■ **Task requirements**
Report all lines below with the word "cloud".

□ □ □ □ □

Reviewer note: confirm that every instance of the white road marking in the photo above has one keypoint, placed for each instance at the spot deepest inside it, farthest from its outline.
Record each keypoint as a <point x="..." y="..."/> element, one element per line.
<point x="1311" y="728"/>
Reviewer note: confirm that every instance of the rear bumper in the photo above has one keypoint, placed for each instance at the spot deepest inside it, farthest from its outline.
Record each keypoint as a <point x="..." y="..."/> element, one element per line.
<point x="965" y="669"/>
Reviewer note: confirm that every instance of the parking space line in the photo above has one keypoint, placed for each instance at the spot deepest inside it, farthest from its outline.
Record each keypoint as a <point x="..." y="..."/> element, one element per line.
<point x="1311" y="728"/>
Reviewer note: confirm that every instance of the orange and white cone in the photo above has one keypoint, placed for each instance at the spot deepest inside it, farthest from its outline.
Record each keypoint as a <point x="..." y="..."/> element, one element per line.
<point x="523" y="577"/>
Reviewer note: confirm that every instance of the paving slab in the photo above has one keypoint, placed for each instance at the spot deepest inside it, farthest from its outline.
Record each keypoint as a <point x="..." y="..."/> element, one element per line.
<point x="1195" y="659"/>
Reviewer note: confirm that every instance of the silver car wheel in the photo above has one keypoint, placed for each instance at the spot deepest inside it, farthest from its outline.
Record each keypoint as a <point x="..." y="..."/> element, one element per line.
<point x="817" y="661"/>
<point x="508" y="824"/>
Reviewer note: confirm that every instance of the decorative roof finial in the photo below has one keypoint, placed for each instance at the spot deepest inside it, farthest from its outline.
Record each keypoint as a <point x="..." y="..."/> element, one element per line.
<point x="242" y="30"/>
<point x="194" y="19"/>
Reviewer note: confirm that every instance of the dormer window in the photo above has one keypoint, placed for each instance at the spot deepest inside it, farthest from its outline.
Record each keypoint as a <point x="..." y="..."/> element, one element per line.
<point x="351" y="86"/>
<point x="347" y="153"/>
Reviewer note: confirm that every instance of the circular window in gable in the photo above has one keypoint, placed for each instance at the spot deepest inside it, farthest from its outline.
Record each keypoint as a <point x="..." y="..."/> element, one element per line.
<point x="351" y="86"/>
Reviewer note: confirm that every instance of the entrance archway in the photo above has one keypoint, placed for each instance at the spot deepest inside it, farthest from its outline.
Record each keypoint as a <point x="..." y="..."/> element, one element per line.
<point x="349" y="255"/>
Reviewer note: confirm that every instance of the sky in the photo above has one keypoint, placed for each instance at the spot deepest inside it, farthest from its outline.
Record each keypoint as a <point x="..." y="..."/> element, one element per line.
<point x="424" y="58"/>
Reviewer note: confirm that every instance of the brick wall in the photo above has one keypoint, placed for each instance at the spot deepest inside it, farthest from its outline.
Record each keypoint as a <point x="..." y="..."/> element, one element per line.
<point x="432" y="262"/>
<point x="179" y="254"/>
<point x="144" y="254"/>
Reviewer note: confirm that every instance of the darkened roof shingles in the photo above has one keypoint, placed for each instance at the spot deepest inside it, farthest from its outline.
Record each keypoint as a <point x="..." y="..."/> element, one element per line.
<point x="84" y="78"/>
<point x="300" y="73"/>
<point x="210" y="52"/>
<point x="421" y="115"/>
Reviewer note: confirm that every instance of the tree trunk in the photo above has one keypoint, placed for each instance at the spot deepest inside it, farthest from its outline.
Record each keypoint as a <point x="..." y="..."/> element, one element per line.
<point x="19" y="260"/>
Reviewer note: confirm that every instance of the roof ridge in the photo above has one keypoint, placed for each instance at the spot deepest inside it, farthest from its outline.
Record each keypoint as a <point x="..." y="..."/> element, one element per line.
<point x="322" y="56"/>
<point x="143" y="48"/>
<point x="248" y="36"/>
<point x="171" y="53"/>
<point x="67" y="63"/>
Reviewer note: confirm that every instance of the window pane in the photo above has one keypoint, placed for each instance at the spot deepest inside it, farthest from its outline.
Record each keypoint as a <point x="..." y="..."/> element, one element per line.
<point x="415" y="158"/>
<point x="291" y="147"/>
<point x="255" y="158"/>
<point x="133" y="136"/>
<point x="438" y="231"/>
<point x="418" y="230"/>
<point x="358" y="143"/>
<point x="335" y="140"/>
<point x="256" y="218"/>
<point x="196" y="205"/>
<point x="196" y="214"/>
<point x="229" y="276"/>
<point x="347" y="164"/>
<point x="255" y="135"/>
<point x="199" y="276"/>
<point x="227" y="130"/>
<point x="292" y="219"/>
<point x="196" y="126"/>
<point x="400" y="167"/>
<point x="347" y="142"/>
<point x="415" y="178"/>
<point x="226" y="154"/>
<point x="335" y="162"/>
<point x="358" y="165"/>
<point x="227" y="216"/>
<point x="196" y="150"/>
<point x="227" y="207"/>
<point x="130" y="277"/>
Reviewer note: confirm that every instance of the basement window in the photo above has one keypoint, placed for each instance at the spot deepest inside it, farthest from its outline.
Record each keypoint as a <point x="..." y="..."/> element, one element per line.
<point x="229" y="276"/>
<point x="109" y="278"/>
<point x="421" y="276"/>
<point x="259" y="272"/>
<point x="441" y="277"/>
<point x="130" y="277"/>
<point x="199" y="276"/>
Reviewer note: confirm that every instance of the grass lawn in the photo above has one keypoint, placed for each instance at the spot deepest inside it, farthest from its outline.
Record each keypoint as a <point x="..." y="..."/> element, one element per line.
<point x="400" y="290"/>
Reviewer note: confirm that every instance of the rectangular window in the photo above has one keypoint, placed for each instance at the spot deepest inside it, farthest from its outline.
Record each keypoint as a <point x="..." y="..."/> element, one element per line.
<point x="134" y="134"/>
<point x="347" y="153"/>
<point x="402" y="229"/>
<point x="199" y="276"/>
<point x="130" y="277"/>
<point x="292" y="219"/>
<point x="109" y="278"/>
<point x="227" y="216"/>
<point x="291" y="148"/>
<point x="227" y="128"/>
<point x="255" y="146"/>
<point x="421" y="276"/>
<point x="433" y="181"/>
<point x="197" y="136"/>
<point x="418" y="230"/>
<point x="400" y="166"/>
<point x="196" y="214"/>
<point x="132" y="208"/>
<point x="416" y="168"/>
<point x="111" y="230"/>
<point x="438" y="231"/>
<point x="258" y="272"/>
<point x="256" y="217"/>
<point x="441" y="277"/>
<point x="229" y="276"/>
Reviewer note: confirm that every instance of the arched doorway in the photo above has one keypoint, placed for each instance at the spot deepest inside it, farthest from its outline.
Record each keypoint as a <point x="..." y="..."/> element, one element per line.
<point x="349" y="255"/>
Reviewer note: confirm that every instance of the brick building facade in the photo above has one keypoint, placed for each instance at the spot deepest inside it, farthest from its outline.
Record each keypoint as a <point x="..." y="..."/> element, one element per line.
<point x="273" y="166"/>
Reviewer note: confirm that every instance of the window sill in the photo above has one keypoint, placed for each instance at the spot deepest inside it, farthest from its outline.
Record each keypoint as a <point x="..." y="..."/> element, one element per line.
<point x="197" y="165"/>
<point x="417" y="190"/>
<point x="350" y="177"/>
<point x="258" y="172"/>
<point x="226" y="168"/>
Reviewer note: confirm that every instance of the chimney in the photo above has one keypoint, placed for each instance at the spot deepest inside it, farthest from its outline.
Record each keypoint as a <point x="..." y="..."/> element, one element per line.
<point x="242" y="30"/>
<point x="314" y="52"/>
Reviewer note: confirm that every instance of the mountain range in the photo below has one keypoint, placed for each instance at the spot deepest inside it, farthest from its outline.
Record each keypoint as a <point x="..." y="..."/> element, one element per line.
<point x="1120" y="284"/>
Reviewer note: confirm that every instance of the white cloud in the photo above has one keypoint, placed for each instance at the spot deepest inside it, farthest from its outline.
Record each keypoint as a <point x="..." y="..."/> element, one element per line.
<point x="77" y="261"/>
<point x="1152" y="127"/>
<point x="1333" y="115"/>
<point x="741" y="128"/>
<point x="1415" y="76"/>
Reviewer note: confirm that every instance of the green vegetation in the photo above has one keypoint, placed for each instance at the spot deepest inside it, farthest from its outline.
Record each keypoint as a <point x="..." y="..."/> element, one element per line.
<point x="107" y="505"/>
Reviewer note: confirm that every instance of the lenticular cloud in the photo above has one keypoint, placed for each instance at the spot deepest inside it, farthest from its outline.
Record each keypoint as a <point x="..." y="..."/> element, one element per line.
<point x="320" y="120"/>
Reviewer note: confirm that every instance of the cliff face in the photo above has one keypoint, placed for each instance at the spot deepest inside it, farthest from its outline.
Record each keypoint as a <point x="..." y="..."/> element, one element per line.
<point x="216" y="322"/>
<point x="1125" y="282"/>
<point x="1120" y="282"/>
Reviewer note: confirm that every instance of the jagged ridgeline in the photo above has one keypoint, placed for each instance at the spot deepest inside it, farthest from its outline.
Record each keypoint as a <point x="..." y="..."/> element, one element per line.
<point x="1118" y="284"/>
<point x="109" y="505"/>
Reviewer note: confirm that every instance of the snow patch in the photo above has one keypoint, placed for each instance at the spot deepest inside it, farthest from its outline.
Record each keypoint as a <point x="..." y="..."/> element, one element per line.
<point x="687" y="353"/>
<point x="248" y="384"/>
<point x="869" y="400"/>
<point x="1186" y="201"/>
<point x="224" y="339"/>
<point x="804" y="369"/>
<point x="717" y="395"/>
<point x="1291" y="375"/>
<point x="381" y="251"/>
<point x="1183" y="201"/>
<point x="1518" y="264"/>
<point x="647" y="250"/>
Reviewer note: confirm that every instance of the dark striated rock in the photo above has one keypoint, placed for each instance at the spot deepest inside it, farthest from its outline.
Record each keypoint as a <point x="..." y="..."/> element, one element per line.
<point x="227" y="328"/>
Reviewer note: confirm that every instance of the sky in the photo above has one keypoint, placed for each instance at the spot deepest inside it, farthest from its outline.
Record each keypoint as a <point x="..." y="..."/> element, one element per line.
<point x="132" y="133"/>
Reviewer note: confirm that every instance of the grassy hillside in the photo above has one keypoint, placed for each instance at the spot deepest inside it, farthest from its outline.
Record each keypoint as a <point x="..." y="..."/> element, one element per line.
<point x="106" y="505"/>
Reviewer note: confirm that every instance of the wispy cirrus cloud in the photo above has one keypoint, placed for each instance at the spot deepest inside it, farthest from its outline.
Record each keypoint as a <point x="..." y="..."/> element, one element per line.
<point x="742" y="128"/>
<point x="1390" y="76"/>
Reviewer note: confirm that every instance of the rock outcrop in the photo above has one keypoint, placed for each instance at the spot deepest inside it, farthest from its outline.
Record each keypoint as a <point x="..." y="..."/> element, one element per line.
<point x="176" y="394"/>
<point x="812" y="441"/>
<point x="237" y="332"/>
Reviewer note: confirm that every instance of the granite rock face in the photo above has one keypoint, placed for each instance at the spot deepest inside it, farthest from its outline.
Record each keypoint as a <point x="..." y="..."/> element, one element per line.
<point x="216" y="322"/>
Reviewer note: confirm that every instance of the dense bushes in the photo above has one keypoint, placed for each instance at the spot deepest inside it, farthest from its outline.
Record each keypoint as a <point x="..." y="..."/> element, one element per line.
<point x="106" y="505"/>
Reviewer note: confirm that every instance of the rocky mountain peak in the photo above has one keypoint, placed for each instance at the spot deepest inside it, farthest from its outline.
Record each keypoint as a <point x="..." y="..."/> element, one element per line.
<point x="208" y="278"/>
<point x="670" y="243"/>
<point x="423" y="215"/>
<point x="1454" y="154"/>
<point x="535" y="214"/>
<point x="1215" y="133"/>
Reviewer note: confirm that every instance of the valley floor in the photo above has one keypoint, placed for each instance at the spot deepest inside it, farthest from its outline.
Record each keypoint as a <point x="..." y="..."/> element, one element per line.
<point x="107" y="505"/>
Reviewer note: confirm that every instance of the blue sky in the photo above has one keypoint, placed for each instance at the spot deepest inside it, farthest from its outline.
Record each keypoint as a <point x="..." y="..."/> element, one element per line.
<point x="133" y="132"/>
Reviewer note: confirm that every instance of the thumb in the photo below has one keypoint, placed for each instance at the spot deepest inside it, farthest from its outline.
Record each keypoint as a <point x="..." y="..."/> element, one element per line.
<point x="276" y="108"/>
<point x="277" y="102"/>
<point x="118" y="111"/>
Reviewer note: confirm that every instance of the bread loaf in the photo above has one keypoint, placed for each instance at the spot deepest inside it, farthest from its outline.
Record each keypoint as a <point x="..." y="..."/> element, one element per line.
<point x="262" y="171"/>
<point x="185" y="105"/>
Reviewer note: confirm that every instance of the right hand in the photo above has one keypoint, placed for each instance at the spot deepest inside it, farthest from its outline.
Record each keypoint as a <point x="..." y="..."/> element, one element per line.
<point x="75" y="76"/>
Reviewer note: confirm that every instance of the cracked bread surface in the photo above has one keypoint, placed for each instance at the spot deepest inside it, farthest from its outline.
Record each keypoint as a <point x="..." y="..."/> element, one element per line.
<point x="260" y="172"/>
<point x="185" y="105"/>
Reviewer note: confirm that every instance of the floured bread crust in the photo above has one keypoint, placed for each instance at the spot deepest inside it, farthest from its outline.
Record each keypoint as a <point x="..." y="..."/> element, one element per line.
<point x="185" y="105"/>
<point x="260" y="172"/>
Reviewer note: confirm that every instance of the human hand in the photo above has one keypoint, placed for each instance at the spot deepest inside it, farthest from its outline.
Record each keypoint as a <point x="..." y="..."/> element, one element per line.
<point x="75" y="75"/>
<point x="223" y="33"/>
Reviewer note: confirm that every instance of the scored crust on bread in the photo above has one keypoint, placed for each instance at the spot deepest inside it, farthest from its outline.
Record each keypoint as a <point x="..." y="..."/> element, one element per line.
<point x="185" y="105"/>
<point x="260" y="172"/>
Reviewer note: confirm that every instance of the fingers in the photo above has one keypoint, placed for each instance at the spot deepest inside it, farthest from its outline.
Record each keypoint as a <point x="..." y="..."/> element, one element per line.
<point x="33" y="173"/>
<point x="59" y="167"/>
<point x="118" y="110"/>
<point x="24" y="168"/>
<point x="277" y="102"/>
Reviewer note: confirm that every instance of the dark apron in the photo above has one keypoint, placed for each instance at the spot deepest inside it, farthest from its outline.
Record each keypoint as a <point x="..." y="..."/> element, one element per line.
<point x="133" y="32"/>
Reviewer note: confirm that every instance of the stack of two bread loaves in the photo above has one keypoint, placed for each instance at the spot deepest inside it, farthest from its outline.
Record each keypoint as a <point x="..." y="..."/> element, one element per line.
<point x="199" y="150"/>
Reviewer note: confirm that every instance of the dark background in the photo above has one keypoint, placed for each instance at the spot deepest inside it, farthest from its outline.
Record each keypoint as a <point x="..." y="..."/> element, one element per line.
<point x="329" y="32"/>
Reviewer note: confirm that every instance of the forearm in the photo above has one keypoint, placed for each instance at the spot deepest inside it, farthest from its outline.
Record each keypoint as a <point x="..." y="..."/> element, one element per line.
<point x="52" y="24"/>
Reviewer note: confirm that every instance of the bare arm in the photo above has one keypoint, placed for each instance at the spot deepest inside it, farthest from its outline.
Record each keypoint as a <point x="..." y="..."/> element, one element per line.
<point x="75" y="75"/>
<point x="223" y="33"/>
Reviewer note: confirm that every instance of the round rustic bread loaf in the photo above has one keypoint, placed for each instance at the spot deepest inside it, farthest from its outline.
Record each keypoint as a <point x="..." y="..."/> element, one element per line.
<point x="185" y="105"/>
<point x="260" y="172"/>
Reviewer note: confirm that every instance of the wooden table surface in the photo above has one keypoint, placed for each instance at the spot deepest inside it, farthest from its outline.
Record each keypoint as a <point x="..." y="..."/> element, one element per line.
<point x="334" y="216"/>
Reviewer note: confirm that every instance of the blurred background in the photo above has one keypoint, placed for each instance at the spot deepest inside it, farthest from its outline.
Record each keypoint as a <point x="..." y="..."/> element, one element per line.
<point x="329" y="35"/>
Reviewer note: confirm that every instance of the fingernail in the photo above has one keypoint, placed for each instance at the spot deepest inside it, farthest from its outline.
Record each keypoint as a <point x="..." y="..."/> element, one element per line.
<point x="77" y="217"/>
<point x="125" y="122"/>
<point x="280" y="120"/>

□ □ □ □ □

■ **Solution**
Reviewer note: confirm that every instance of the white cloud in the photo above has one keypoint, placed for each instance at the spot deepest inside it, farthest from its outline.
Reviewer note: confirm that every instance of the lenticular cloud in the photo above has one keypoint, placed for each instance at the spot deepest inside it, farthest from its outline.
Reviewer note: confirm that every instance of the wispy cirrus cloud in the photo above has one keypoint, placed for each instance at the spot deepest inside it, farthest from its outline.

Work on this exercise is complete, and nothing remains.